Stored data START

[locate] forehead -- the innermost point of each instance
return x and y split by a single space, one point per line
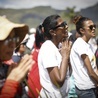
60 20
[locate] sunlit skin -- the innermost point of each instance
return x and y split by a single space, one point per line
86 32
60 33
56 74
6 51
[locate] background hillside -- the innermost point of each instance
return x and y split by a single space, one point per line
35 16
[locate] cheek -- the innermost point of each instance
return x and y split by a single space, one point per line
4 55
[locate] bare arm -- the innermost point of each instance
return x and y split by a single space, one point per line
91 72
58 75
19 71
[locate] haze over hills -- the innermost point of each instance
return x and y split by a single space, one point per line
35 16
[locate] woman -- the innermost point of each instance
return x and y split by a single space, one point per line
82 59
53 63
11 35
33 77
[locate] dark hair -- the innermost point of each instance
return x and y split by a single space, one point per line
49 23
79 22
97 41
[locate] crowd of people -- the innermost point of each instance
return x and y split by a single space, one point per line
52 64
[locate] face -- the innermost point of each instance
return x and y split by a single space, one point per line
7 46
22 48
89 29
61 30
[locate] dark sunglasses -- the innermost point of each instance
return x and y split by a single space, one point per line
63 24
92 26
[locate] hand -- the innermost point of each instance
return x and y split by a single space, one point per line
20 70
66 47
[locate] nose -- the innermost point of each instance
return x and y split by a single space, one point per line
12 44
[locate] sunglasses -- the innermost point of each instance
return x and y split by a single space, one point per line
8 40
63 24
92 26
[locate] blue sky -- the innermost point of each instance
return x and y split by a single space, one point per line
57 4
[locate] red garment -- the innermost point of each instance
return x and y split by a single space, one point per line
33 78
9 89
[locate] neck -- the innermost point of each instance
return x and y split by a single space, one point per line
0 62
55 42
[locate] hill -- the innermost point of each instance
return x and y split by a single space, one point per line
32 17
35 16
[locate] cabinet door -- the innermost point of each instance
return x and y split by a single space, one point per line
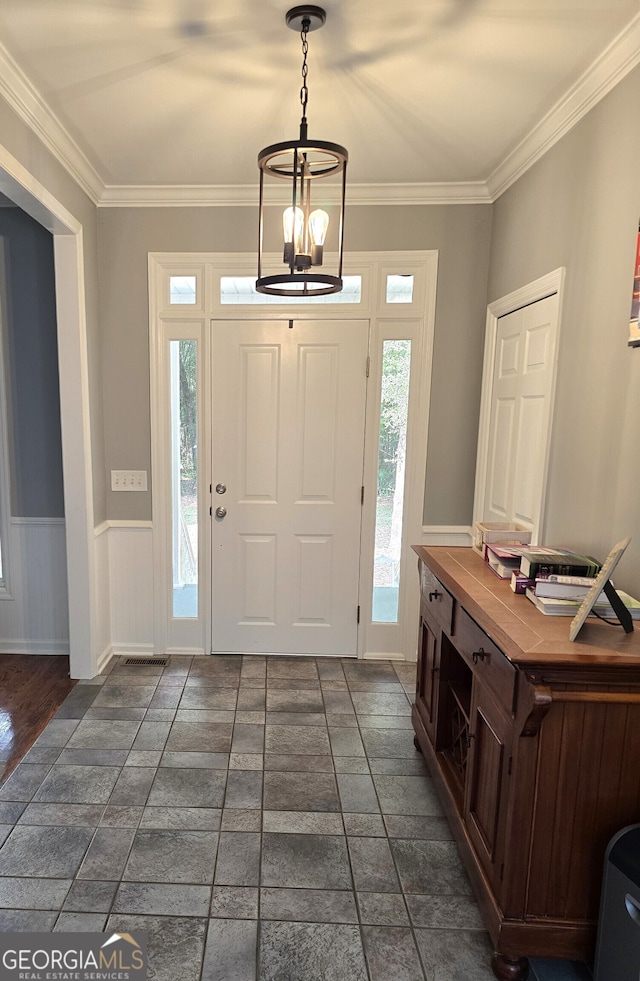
487 785
428 668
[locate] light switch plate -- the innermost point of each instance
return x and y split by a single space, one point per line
129 480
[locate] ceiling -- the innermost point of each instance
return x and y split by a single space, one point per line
170 95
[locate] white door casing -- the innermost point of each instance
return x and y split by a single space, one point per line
288 425
517 405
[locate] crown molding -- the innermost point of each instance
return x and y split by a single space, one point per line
27 103
618 59
246 195
609 68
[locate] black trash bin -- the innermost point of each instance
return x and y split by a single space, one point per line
618 946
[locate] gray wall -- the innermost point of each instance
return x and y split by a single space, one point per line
22 144
29 333
578 207
461 233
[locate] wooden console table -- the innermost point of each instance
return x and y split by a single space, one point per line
534 745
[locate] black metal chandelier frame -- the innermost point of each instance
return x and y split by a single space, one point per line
303 163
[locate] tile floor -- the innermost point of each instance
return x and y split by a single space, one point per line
260 818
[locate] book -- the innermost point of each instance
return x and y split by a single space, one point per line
563 562
551 606
565 587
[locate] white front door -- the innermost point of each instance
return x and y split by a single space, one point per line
288 439
520 419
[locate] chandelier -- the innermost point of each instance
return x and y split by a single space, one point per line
303 227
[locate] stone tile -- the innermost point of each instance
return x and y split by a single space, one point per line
345 741
234 902
27 920
152 735
430 868
172 856
124 696
313 951
453 954
181 818
44 851
90 896
239 819
305 861
246 761
391 953
308 905
175 944
294 701
193 788
162 899
351 764
209 698
399 767
143 757
407 795
394 743
416 826
357 793
33 893
212 737
92 757
230 953
372 865
446 912
133 785
57 732
293 762
24 781
251 700
364 825
115 734
238 862
302 822
338 702
80 923
107 854
301 740
381 703
300 792
244 789
121 816
383 909
291 667
247 739
69 815
204 761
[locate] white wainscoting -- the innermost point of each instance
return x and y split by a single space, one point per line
34 612
452 535
131 584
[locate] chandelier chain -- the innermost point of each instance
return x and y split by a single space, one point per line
304 91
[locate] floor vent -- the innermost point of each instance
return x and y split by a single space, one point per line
160 661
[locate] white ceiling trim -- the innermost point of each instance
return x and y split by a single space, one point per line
245 195
29 106
622 55
616 61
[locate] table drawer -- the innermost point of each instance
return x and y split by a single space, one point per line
487 661
437 600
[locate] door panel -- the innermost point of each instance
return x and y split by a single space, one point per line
288 438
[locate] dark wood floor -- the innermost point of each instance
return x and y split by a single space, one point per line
32 688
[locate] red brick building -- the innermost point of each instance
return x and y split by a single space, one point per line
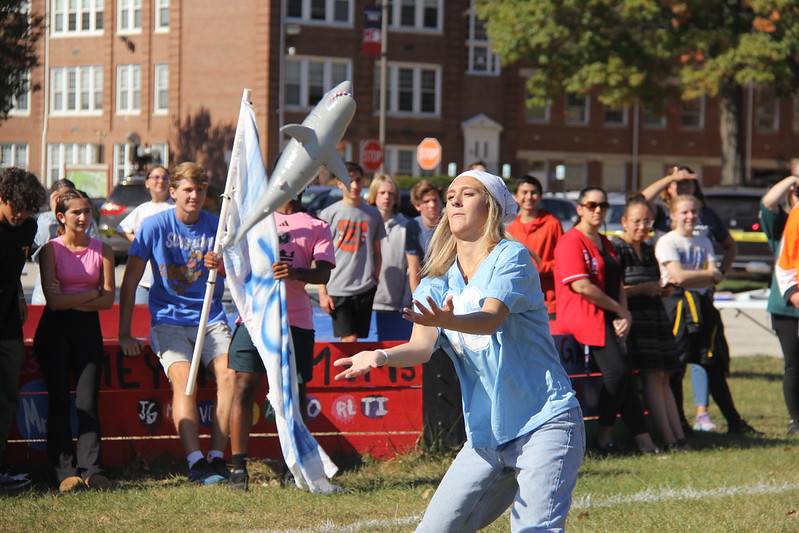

Stored data END

Goal of the exercise
The answer must be an exact copy of the lines from the one that holds "[locate] table drawer" through the end of the data, both included, with no pictures.

Exercise result
[locate] table drawer -- the innermost point of each instance
return x and y split by a single space, one point per line
487 661
437 600
[locate] door panel -- the innermost point of each instance
return x and y split by a single space, one point per line
288 438
[locate] dark wood floor -- the innermost point of each instance
return x and y split by a single space, one point per line
32 688
[locate] red brick building -- the innermost point of each instance
return x and y split by a single space, one point per line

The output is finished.